Jobs:
**A.** Give every property listed for the array a(5,6,7) in the Fortran arrays passage, along with its value.
**B.** In the Fortran arrays passage, transcribe the text from "Based on these" to "is row based.".

Given passage:

Based on these definitions, you can modify the indexing as per your requirement.   for array to be filled one-by-one, the order, taking a 5x5 array, is,

(1,1), (2,1), (3,1), ... (5,1),

(1,2), (2,2), (3,2), ... (5,2), and so on!

Yes the order flips! unlike other programming languages!

This is the manner in which the values get stored in the memory as well!

This is called as Column Contiguous Memory Storage. In normal convention, the successive elements in the memory happen to be row-wise. In Fortran, they are column-wise!

This is a big problem when you are trying to pass arrays between different programming languages like Python or C, where the memory allocation is row based.

array initialisations using constructors. /values/ is a constructor for the array.

b=(/1,2,3,4,5/)
d=(/(i, i=1,50, increment)/) !d = 1,2,3,....50 if increment =1 !USE OF INCREMENT IS DOUBTFUL
c=(/5,8,(2*i, i=1,20,increment),9/) !d = 5,8,2,4,6,......40, 9 if increment =1 !USE OF INCREMENT IS DOUBTFUL

multiple statements like the above two within the constructor are allowed.

real, dimension(20) :: a=0 
!assigns all 20 values of a to 0.
a(5,6,7)

has

rank=3 
extent1=5, 
extent2=6, 
extent3=7 
size =5*6*7=210 
shape =(5,6,7)
rank(), shape(), size()

The above functions return the rank, shape and size of the arrays.

Arrays can be dynamic in Fortran.

Array Operations

Array operations can be done without the need for loops.

eg:

For three arrays of size n, with indices from 1 to n,

do i=1,n
     c(i) = a(i) + b(i)
end do

This can be done by the line

c = a + b !(available from F90 onwards)

If x and y are arrays, then

y = x**2

is an example of a component-wise operation. This operation holds good for - / * also.

even sqrt()works component-wise.

dot_product(x,y) !calculates the dot product of x,y namely = sum of all xi*yi from i=1,n
array2 = reshape(array1, shape) !reshapes a given 1D array into a 2D array of the given shape.

eg:

A = reshape((/1,2,3,4,5,6/), (/3,2/))

This will produce a three row, two column matrix. All the entries get filled COLUMNWISE instead of ROWWISE!

Array slices can be made.

eg:

print *, a(i,:)  !this will print out the ith row.
transpose(array) !transposes the matrix/array
C = matmul(a,b) !does the matrix multiplication of a,b. Applicable to vectors also.

Array Memory Allocations

Fortran needs to know the size of the arrays beforehand for allocating memory. But usually, the size of the array is not known until it is run/executed.

F77 has two ways to resolve this:

  1. Allocate a very large array for any application
  2. Use “Work arrays” and partition it into pieces.

The second approach is used in LAPACK as well. Work arrays are very large arrays allocated initially. Later, when the size of the variable arrays are known, the work array is broken (to be precise, partitioned) to have a small piece of memory out of it to fit the variable array. The starting address as well as the data of the array are sent into it and they get stored.

[Excerpts of annotation records]

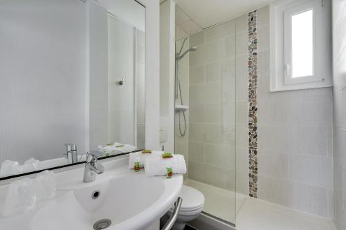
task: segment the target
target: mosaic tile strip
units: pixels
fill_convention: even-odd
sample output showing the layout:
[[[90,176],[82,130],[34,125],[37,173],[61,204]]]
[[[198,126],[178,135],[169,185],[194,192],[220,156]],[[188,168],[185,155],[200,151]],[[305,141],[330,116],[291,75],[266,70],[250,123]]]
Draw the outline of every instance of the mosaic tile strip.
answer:
[[[257,36],[256,10],[248,18],[248,169],[249,195],[257,198]]]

Answers:
**A.** rank = 3; extent1 = 5; extent2 = 6; extent3 = 7; size = 210 (5*6*7); shape = (5,6,7)

**B.**
Based on these definitions, you can modify the indexing as per your requirement.   for array to be filled one-by-one, the order, taking a 5x5 array, is,

(1,1), (2,1), (3,1), ... (5,1),

(1,2), (2,2), (3,2), ... (5,2), and so on!

Yes the order flips! unlike other programming languages!

This is the manner in which the values get stored in the memory as well!

This is called as Column Contiguous Memory Storage. In normal convention, the successive elements in the memory happen to be row-wise. In Fortran, they are column-wise!

This is a big problem when you are trying to pass arrays between different programming languages like Python or C, where the memory allocation is row based.